■ **Exercise directions**: Determine the number of lines below that contain the string "pixels", and state only that number.

■ **Exercise data**:

________________________

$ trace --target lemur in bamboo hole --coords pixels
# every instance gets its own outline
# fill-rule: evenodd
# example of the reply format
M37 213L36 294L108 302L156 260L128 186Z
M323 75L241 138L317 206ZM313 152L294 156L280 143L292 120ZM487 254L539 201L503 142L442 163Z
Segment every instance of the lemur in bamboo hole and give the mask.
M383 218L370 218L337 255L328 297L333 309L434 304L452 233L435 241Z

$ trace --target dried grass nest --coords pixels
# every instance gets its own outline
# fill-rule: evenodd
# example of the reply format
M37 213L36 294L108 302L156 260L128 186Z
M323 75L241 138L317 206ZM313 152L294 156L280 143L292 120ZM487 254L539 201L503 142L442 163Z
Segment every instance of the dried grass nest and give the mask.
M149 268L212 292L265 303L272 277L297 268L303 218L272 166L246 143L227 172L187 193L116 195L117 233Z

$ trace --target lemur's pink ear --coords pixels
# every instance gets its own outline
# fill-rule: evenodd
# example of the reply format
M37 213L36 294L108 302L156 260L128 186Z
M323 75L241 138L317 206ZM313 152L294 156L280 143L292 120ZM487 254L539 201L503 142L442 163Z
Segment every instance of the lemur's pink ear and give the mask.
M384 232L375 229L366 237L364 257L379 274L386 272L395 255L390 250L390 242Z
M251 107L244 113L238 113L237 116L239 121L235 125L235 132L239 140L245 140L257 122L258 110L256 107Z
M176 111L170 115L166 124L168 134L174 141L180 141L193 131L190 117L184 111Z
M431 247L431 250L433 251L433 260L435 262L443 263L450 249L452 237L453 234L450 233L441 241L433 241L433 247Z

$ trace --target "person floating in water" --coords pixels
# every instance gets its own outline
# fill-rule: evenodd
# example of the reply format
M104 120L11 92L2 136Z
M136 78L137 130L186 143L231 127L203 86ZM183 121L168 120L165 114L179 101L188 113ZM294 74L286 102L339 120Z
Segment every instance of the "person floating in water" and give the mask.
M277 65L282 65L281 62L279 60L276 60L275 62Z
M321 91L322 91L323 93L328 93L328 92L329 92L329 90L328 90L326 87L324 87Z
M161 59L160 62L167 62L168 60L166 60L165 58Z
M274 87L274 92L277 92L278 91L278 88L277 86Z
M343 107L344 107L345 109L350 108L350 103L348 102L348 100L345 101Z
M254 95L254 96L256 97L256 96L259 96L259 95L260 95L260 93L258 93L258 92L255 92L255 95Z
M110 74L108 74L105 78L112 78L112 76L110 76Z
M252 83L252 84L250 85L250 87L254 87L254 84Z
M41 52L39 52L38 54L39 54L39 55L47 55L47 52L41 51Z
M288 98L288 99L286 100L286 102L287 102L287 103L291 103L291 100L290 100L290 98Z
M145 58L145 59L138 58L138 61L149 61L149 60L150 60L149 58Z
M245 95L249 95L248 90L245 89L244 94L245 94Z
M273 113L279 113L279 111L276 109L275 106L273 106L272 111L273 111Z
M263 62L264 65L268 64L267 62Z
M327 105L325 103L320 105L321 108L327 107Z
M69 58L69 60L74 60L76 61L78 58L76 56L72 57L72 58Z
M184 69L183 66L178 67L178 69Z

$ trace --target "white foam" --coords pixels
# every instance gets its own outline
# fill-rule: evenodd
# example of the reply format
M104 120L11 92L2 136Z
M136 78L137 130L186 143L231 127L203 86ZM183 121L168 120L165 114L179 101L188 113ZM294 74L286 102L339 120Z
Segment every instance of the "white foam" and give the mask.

________________________

■ **Your response**: 5